Reproduce every entry exactly as written.
=== Section Start ===
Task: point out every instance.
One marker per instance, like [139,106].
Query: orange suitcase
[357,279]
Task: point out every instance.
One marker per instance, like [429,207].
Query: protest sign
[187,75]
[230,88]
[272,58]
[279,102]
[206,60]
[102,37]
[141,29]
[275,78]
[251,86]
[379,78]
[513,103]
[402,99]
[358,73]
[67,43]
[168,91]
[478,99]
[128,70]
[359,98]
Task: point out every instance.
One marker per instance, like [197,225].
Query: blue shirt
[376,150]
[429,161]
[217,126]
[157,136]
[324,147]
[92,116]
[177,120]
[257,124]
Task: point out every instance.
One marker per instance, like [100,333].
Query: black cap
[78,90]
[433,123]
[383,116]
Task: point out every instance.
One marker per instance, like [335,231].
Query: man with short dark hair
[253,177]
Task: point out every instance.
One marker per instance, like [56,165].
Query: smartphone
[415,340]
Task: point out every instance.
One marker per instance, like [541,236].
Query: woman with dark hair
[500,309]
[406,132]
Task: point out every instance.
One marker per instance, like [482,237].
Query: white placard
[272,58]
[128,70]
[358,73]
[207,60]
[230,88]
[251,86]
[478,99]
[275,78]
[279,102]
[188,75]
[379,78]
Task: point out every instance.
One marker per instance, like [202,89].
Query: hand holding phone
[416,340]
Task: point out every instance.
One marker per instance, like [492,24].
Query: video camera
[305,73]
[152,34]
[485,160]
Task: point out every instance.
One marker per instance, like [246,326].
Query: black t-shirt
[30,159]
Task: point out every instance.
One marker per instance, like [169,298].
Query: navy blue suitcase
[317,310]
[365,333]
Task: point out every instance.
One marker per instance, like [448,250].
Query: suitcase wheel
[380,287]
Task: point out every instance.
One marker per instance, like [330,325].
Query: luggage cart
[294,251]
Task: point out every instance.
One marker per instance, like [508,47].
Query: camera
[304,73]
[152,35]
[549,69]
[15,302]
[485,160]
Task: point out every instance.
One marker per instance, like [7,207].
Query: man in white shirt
=== Section End ===
§ ANSWER TO THE EXERCISE:
Task: point out every instance.
One marker per instance, like [139,106].
Query: orange suitcase
[357,279]
Task: point out every instance.
One marker per instance, like [429,207].
Query: protest sign
[187,75]
[230,88]
[272,58]
[279,102]
[206,60]
[102,37]
[141,29]
[275,78]
[251,86]
[379,78]
[513,103]
[402,99]
[358,73]
[67,43]
[168,91]
[478,99]
[128,70]
[359,98]
Task: point out every instance.
One marker per instance, like [197,225].
Query: blue shirt
[376,150]
[429,161]
[217,126]
[157,136]
[324,147]
[92,116]
[177,120]
[257,124]
Task: point out every instance.
One marker per instance, like [100,333].
Query: black cap
[78,90]
[433,123]
[383,116]
Task: point out every instance.
One marker per instance, like [335,231].
Query: man with short dark hair
[253,177]
Task: point out every instance.
One marker per instance, like [56,165].
Query: smartphone
[415,340]
Task: point out every instance.
One marker per instance, like [541,236].
Query: woman with dark hair
[500,309]
[406,132]
Task: point out every instance.
One marker per instance, like [482,237].
Query: white placard
[272,58]
[128,70]
[358,73]
[207,60]
[230,88]
[251,86]
[478,99]
[275,78]
[279,102]
[188,75]
[379,78]
Task: point out every instance.
One marker per instance, like [202,89].
Query: hand holding phone
[416,340]
Task: point out every instance.
One marker per instance, like [492,24].
Query: video camera
[305,73]
[152,34]
[485,160]
Task: point out every instance.
One marker per instance, like [246,326].
Query: black t-shirt
[30,159]
Task: point out every instance.
One marker per instance, like [169,298].
Query: navy blue suitcase
[317,310]
[365,333]
Task: point out every instance.
One marker per instance, like [448,250].
Query: suitcase wheel
[380,287]
Task: point out every instance.
One marker per instance, like [330,325].
Query: luggage cart
[294,251]
Task: point out every instance.
One marker per instance, like [508,47].
Query: camera
[304,73]
[152,35]
[549,69]
[15,302]
[485,160]
Task: point out every instance.
One marker per instance, like [7,207].
Query: man in white shirt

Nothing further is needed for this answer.